● Requests:
1. Reproduce verbatim the passage of the truck brake repair post below, beginning at the words "So the next" and stopping after the words "I meant failure.".
2. Write the next part of the truck brake repair post below, picking up after its final sentence.

● Text shown:
▼▼▼
So the next part of our ongoing saga of
fixing the damn truck breaks sometime in my lifetime involved
bleeding the breaks. Did I say bleeding the breaks? I meant failure.
First off this was like the first warm day we have had in weeks.
However the first warm day in weeks does not mean that all the snow
had melted so my first task was shoveling snow out from around the
truck in the areas we might need to lay down on.
Yay. |
Second task involved Scott filling up
the master cylinder with break fluid and having me very gently pump
the breaks so we could test that break hub thing that was a right
bitch to get on. So I did that and then of course it leaked like a
motherfucker and I had to stop and then Scott crawled under the damn
truck and poked at it and then swore a whole bunch. Because of course
the lines from the master cylinder would be the ones leaking. You
know the lines that get break fluid to the breaks? Those lines? Yeah
they were leaking. I realize to the uninitiated this is all gibberish
so here have a picture.
▲▲▲
● Excerpted records:
▼▼▼
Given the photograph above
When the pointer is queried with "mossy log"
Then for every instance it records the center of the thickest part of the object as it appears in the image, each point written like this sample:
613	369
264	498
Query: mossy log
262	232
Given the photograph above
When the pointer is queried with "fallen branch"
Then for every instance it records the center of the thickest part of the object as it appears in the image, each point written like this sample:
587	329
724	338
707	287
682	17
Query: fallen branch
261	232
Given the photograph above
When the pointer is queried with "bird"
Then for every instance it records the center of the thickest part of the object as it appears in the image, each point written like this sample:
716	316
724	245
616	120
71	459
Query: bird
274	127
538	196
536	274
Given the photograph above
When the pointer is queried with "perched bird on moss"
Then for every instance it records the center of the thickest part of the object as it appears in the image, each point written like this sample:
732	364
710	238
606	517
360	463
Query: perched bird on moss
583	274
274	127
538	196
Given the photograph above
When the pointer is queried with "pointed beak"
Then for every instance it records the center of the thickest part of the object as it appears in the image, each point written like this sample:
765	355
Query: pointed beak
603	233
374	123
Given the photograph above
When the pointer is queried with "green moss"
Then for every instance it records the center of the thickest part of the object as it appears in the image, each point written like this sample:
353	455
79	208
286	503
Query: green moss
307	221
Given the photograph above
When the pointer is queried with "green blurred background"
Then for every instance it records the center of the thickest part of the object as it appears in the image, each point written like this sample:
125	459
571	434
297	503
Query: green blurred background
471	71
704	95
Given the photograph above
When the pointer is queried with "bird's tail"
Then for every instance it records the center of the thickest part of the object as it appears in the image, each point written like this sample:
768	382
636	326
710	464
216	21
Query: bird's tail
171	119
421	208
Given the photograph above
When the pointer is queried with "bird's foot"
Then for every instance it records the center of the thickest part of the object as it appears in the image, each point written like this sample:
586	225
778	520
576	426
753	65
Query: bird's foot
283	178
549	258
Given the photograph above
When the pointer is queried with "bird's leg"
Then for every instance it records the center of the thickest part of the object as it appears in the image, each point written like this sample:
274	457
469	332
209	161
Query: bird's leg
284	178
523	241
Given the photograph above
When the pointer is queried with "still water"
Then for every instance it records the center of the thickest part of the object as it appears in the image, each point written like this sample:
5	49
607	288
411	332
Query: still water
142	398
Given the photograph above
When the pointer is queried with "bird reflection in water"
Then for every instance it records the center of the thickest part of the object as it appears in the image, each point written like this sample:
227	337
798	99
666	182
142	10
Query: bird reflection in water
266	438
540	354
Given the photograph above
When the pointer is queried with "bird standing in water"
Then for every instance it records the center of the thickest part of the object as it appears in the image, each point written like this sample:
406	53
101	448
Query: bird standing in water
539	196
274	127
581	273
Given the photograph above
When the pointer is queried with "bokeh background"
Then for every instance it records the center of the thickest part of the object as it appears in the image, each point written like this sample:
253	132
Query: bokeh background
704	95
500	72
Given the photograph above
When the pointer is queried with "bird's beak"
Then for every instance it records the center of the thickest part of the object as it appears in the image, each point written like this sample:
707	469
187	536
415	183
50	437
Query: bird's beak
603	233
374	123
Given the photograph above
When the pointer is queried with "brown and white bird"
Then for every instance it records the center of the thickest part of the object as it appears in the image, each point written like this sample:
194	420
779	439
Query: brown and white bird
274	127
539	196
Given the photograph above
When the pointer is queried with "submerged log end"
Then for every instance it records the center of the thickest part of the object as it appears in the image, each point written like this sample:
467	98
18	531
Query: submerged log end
▲▲▲
● Set of answers:
1.
So the next part of our ongoing saga of
fixing the damn truck breaks sometime in my lifetime involved
bleeding the breaks. Did I say bleeding the breaks? I meant failure.

2.
So then we pull the line off and clean
it up and try to put it back on. Which went about as well as you
would expect. At one point both me and Scott were under the truck,
facing different directions with him holding the line and me trying
to thread the bolt on. Of course this didn't work at all ever and
finally he tried to rebend the line and then knocked the other top
line from the master cylinder off and then we swore a whole lot. Of
course at this point I suggested just using JB weld to stick the damn
bolts in PERMANENTLY and Scott was all like that just might work but
we both kinda knew it wasn't going to work. There was only one
option.
We were going to have to pull the damn
break hub thing off again.
So Scott pulled the damn stupid
motherfucking break hub thing off and in the cold clammy light of a
winters day we could clearly see that the top holes, the ones we had
been struggling with, were completely bare of threads. It was never
going to work. No matter how hard we had fought and swore and cursed
and begged the cold uncaring gods of auto repair, it was never going
to work. We were going to have to find another break hub thing. Which
of course is a part they no longer make anymore.
Which meant we were going to a
junkyard.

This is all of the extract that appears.